*Set problem 1*.
Translate this sentence from the C++ string optimization question into Spanish: "I can't see many ways around the 2 for loops however."
*Set problem 2*.
Write the next part of the C++ string optimization question, starting right after its last line.

*Source document*.

___

C++ Optimization for string compare and replace

Question

I am trying to optimize this function I have written that compares two strings, then replaces the characters in the first string if they are not found in the second. Do you think, for example converting the string to a vector of chars when changing to uppercase would yield a performance boost? I can't see many ways around the 2 for loops however. Any general tips would be appreciated!

void optimize(std::string & toBeProcessed, const std::string & toBeIgnored, char ch)
{
    std::string upperProcessed = toBeProcessed;
    std::transform(upperProcessed.begin(), upperProcessed.end(), upperProcessed.begin(), ::toupper);
    std::string upperIgnored = toBeIgnored;
    std::transform(upperIgnored.begin(), upperIgnored.end(), upperIgnored.begin(), ::toupper);
    std::vector<char> vectorAfterProcessed;
    bool found;
    for(int i = 0; i <= upperProcessed.size(); i++)
    {
        found = false;
        for(int j = 0; j <= upperIgnored.size(); j++)
        {
            if(upperProcessed[i] == upperIgnored[j])
            {
                vectorAfterProcessed.push_back(upperProcessed[i]);
                found = true;
            }
        }
        if(found != true)

___

*Supplied data*.

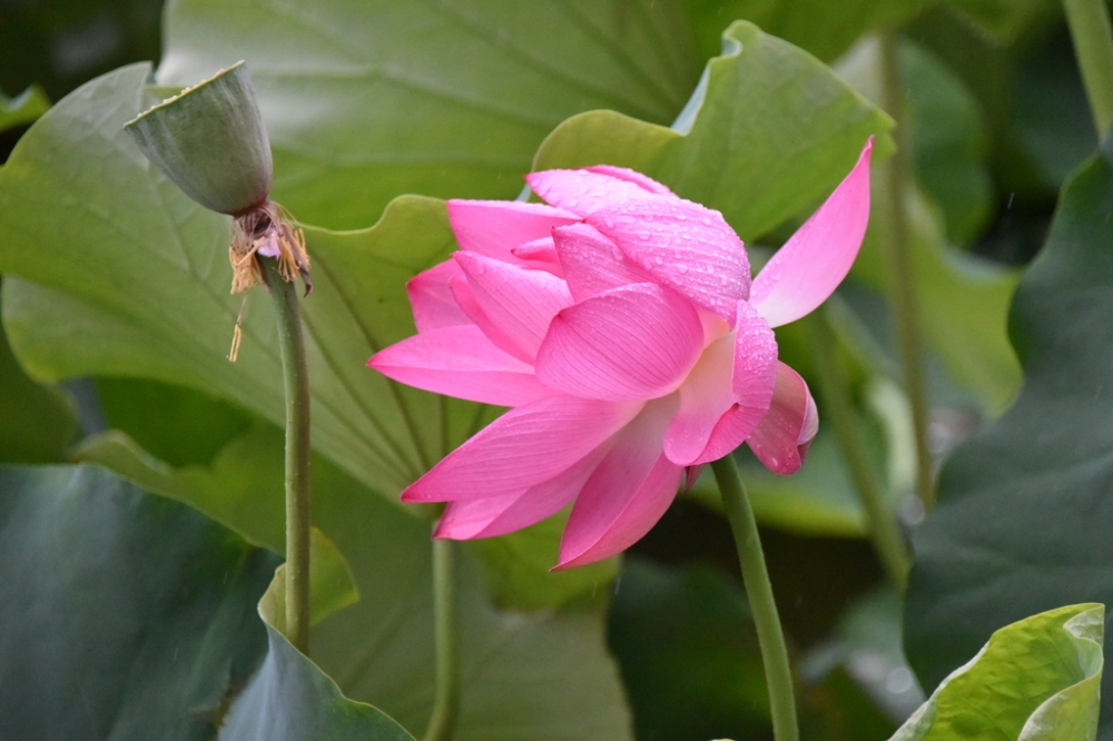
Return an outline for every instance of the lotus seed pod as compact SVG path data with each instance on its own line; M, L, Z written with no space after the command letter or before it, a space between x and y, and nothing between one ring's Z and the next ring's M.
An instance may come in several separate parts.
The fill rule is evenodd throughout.
M238 215L270 192L270 142L244 62L164 100L124 127L201 206Z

___

*Output 1*.
Sin embargo, no veo muchas maneras de evitar los 2 bucles for.

*Output 2*.
        {
            vectorAfterProcessed.push_back(ch);
        }
    }
    std::string test(vectorAfterProcessed.begin(), vectorAfterProcessed.end());
}

Instead of a second loop you could just use [`std::string::find`](http://www.cplusplus.com/reference/string/string/find/). Not sure how much of a performance boost it is, but it would be more readable. — dwcanillas, May 06 '15 at 19:47
This: `i <= upperProcessed.size()` will go out of bounds. Same with `j` loop. — Galik, May 06 '15 at 19:55
is this a real performance bottleneck in your code? or are you trying to optimize "just because"? — The Paramagnetic Croissant, May 06 '15 at 19:55
One thing -- If you're using a C++ 11 compliant compiler, you might as well pass the strings by value instead of passing by reference and then copying those strings in the function. http://stackoverflow.com/questions/7592630/is-pass-by-value-a-reasonable-default-in-c11 — PaulMcKenzie, May 06 '15 at 20:07
Haha passing by reference is the one thing we can't change, sorry should have mentioned — user3027864, May 06 '15 at 20:09
@user3027864 `passing by reference is the one thing we can't change` Well, given the link, you might reconsider if it's C++11 and that function is called a substantial number of times. You asked for optimization, well... — PaulMcKenzie, May 06 '15 at 20:12
@user3027864 Also, why do you need a vector? Just declare a string and apply `+=` to it. — PaulMcKenzie, May 06 '15 at 20:17
If the expected size of a vector is known then reserve. In your code call `vectorAfterProcessed.reserve(upperProcessed.size() * upperIgnored.size())`. With this, push_backs will be faster — Edwin Rodríguez, May 06 '15 at 20:31

Ishamael · Answer 1 · 2015-05-07T05:47:21.757

Note that char can hold only 256 values. You can just scan ignored string once, and populate a bitmask of characters that occur in it:

uint32_t bitmask[8] = {0};
for(int j = 0; j < upperIgnored.size(); j++)
{
    uint8_t chr = static_cast<uint8_t>(upperIgnored[j]);
    bitmask[chr >> 5] |= (1 << (chr & 31));
}

After that instead of the inner loop just check the value of the bitmask:

for(int i = 0; i < upperProcessed.size(); i++)
{
    uint8_t chr = static_cast<uint8_t>(upperProcessed[i]);
    if(bitmask[chr >> 5] & (1 << (chr & 31)))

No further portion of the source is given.